Source text:
——————
With this major assumption, that natural selection is weaker at later ages, two major evolutionary theories, mutation accumulation and pleiotropy, have been proposed to explain the evolution and persistence of senescence in populations. The evolutionary theory of mutation accumulation suggests that due to the decline in the strength of selection on age-specific characters, mutations with a deleterious effect at the end of the life cycle will accumulate, resulting in a decrease in age-specific mortality and fecundity with increasing age (Medawar, 1952). In other words, because they will be effectively neutral, genes with deleterious effects will spread in the population because they affect only late-life traits. This type of mutation accumulation is distinct from the somatic mutations that may accumulate during the life of an individual. It refers instead to the large number of deleterious genes that are expressed at late ages and which persist in the population as a result of a change in the mutation-selection balance. The accumulation of mutations is thus due either to increasingly ineffective selection against recurrent deleterious mutations, or from genetic drift.

The second major evolutionary theory, antagonistic pleiotropy, suggests that genes affecting traits negatively late in life may get established in a population if those genes also have positive effects at an earlier age (Williams, 1957; Williams, 1957; for plant example see Roach, 1986). This theory is based on an optimality approach in which late-life performance is sacrificed for early survival or reproduction (Partridge and Barton, 1993). A closely related theory, the disposable soma theory, is a variation of the pleiotropy theory and incorporates a trade-off between reproduction, on the one hand, and maintenance and repair, on the other (Kirkwood and Holliday, 1979). This theory suggests that if there are a limited amount of resources available to the organism, then the allocation of energy to early reproduction will be favored at the expense of somatic maintenance and repair. Repair will consequently occur at a sub-optimal level leading to senescence. The lack of repair leads to an accumulation of damage to somatic cells and an increased probability of death at later ages. One of the primary assumptions of the disposable soma theory is that there is an early separation of germ line from the soma. This separation does not occur until just prior to reproduction in plants, yet as will be discussed later in this chapter, a violation of this assumption does not appear to be an important factor in the evolution of senescence.
——————
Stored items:

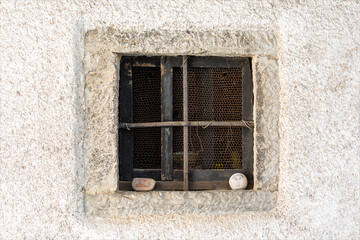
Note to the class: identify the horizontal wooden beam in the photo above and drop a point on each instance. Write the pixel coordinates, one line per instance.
(194, 175)
(178, 185)
(248, 124)
(193, 61)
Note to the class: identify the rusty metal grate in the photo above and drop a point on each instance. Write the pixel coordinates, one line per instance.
(214, 95)
(146, 82)
(210, 148)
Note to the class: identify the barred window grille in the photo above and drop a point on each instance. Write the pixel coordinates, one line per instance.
(185, 121)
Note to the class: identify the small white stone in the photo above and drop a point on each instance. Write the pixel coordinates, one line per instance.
(238, 181)
(143, 184)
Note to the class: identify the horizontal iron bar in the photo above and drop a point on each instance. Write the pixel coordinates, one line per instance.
(248, 124)
(178, 185)
(194, 175)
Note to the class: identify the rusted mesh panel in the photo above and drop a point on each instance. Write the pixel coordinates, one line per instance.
(147, 108)
(147, 148)
(146, 82)
(209, 148)
(214, 94)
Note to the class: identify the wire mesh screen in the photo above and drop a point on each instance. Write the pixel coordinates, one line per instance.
(214, 95)
(146, 83)
(209, 148)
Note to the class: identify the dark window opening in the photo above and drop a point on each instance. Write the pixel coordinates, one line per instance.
(216, 125)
——————
Pick up the text on evolutionary theories of senescence after its last sentence and keep writing it.

Answer for the task:
The evolutionary theories of senescence suggest that the decline with age in reproduction and survival is the result of the failure of natural selection to act against genes with late age-specific effects (Charlesworth, 1980). The common thread of the evolutionary theories is that senescence is a consequence of a selective premium on genes with favorable effects on survival and fecundity early in the life history. The theories suggest that senescence is a trait that has evolved because of the absence of selection against degenerative changes in old age, or because of positive selection for mutations that increase early success even when they have later deleterious effects. There are several lines of evidence that can be used to evaluate the theories. First, the assumptions and predictions of the theories can be directly tested through experimental manipulation. Secondly, evidence needs to be obtained from demographic studies to determine whether there is, in fact, evidence for a change in mortality with increasing age, and to determine how species differ with respect to their mortality patterns. Both of these approaches will be used in the remainder of this chapter.